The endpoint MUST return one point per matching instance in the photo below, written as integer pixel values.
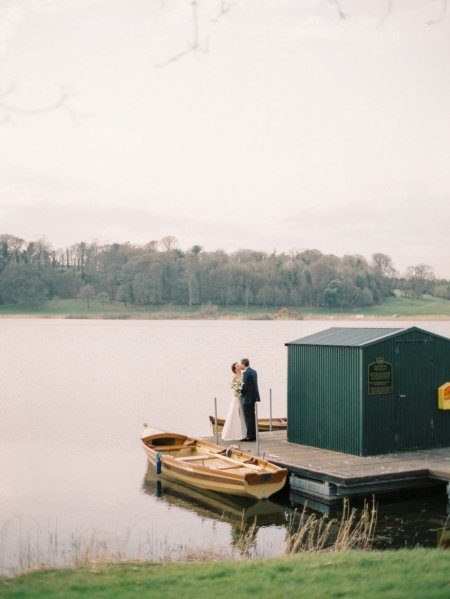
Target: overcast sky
(295, 129)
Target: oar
(227, 459)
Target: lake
(74, 397)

**Task statement**
Give back the entire listing verbatim, without the pictures.

**Exercise solution**
The endpoint MUST return one point per matching instance in the photo below, written as integer pixel values.
Target: overcast sky
(295, 129)
Target: oar
(227, 459)
Target: lake
(74, 397)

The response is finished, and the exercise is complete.